╭─ DATA PROVIDED
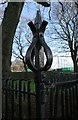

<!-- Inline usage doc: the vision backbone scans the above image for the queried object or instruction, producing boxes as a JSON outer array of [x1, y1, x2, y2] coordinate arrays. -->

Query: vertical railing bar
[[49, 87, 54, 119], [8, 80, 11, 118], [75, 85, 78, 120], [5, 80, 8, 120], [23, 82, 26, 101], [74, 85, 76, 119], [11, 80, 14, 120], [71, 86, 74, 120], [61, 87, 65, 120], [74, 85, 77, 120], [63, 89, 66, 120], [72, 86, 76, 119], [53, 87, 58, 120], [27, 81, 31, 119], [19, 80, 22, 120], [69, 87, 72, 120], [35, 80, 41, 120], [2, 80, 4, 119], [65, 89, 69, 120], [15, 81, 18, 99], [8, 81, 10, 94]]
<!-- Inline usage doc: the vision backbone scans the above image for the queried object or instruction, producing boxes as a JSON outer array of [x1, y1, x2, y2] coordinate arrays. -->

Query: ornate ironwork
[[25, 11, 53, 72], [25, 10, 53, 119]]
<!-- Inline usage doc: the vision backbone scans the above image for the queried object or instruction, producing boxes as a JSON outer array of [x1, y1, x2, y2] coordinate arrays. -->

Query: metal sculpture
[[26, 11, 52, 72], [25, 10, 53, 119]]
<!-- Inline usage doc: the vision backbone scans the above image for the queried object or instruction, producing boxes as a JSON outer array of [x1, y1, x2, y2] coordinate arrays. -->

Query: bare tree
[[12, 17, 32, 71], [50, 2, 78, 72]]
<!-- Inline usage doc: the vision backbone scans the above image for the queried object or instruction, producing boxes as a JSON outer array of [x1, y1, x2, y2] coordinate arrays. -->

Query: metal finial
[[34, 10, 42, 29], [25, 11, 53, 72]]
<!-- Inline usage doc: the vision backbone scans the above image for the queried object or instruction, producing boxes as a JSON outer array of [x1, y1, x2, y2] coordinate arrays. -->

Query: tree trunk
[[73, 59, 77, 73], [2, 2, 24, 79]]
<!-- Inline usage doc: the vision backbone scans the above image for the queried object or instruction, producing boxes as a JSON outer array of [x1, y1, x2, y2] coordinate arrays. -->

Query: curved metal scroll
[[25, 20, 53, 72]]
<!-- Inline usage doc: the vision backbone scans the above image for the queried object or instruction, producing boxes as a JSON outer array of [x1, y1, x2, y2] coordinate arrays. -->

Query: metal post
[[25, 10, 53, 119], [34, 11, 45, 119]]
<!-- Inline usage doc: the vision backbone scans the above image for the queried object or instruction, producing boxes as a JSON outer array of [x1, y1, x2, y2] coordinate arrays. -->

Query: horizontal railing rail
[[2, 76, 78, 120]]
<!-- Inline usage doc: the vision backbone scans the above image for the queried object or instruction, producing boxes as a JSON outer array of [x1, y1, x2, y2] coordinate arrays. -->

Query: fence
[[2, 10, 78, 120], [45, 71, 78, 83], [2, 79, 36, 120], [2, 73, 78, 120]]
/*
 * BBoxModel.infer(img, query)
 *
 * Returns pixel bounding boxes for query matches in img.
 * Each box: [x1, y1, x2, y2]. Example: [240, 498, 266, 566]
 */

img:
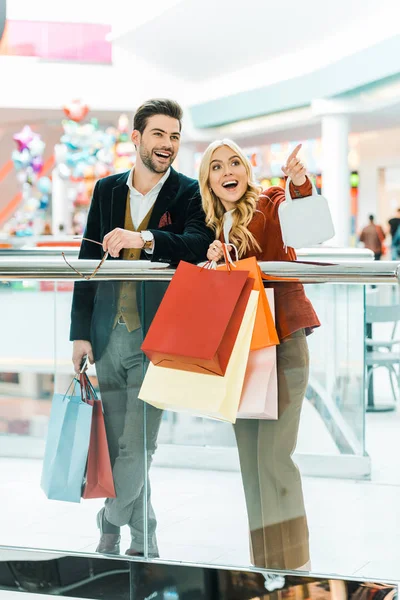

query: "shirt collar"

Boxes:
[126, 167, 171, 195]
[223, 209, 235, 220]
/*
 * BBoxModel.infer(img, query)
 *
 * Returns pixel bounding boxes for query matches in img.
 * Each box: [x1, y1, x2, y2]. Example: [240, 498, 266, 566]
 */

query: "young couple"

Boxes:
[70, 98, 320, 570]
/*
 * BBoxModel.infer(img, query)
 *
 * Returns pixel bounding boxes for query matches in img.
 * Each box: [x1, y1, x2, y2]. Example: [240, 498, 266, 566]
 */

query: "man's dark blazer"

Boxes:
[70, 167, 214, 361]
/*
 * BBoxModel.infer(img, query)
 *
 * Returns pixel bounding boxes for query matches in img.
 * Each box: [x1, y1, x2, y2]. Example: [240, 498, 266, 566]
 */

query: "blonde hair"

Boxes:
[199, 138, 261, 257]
╰─
WHAT IS BEING ASKED: Pictures in the records above are to be left out of an otherwise exact copy.

SOLUTION TO THE PROBLEM:
<!-- Inline usage doc: the vision backbone scans the above image for the queried object or instruction, producing boxes as a JSON outer array of [x1, y1, x2, y2] coordinate arrays. -->

Query: vertical railing bar
[[49, 87, 54, 119], [8, 80, 11, 118], [75, 85, 78, 120], [5, 80, 8, 120], [23, 82, 26, 101], [74, 85, 76, 119], [11, 80, 14, 120], [71, 86, 74, 120], [61, 87, 65, 120], [74, 85, 77, 120], [63, 89, 66, 120], [72, 86, 76, 119], [53, 87, 58, 120], [27, 81, 31, 119], [19, 80, 22, 120], [69, 87, 72, 120], [35, 80, 41, 120], [2, 80, 4, 119], [65, 89, 69, 120], [15, 81, 18, 99], [8, 81, 10, 94]]
<!-- Inline usage doc: the vision backbone scans the above image for the queried object or instruction, producing boxes as a JSON outer array of [x1, y1, x2, y2] coordinate arrays. -->

Query: ornate ironwork
[[25, 11, 53, 72], [25, 10, 53, 119]]
<!-- Inline usage doc: the vision backbone scans the above image for the queried object or instruction, producing boxes as a JSON outer array of [x1, y1, x2, y2] coordinate arrays. -->

Query: metal sculpture
[[26, 11, 52, 72], [25, 10, 53, 119]]
<!-- Inline usage doc: the vision backbone scans the above image for the queried object or instruction, producing boxes as a JSON outer array of [x1, y1, x2, y2] coordinate arrays. -->

Query: bare tree
[[12, 17, 32, 71], [50, 2, 78, 72]]
<!-- Inline usage doc: the vision backbone scans the above image for the queried object or instruction, producing boxes as a JSON outer array of [x1, y1, x2, y2] coordinate arrays. -->

Query: metal finial
[[34, 10, 42, 29], [25, 11, 53, 72]]
<!-- Inline usage doc: the vision backbone scans the above image for the queried object or instruction, producing boxes as a JSON outer array of [x1, y1, x2, y2] coordinate arrays. -->

Query: tree trunk
[[73, 59, 77, 73], [2, 2, 24, 79]]
<!-- Inline usage doc: the vision backbone scans the above image for the queried object or instruction, producing boxes as a JSON outer array of [x1, y1, x2, y2] coordinate arrays. -->

Query: curved metal scroll
[[25, 20, 53, 72]]
<!-- Inline usage doc: the vision backbone scans the above image for the queried object or instruction, producing boxes as a JSON outer array of [x1, y1, x2, y2] coordinate arrays. -->

Query: metal post
[[25, 10, 53, 119], [34, 11, 45, 119]]
<!-- Inline usage doc: the vision backbone scans the above image for the queried object or instruction, producing boxes as a JSON outer array of [x1, y1, x2, y2] coordinate arrays. -->

Query: horizontal railing rail
[[2, 76, 78, 120]]
<!-- Inline usage doc: the vision backbone scans the above image for the queried object or instruction, producing boxes as a JSON outer array of [x1, y1, x2, y2] coordinate arrays. -->

Query: fence
[[2, 10, 78, 120], [45, 71, 78, 83], [2, 79, 36, 120], [2, 73, 78, 120]]
/*
 * BBoxModel.infer(img, query)
 *
 * Returns pixel bounding boxes for query matches in img.
 * Each box: [x1, y1, x2, y2]. Example: [240, 498, 266, 566]
 */

img:

query: "shirt collar"

Boxes:
[126, 167, 171, 195]
[223, 209, 235, 220]
/*
 * BBoxModel.infer(img, query)
 *
 * Returns pixel bounding boxes for query matches in img.
 * Each box: [x1, y1, x2, y2]. Example: [240, 498, 266, 566]
 */

query: "young couple"

Boxes:
[70, 98, 320, 570]
/*
 * BBoxModel.infer(img, query)
 *
 * Returns pixel bounding boxes for query matches in img.
 * Each box: [x1, y1, x2, y2]. Example: [240, 498, 266, 566]
 */

query: "man's dark blazer"

Boxes:
[70, 167, 214, 361]
/*
 * BBoxModel.infer(img, query)
 *
 * Returns pixel bounding boxes for query matches in img.
 * Each box: [x1, y1, x2, y2]. Example: [240, 498, 266, 566]
 */

query: "blonde hair"

Boxes:
[199, 138, 261, 257]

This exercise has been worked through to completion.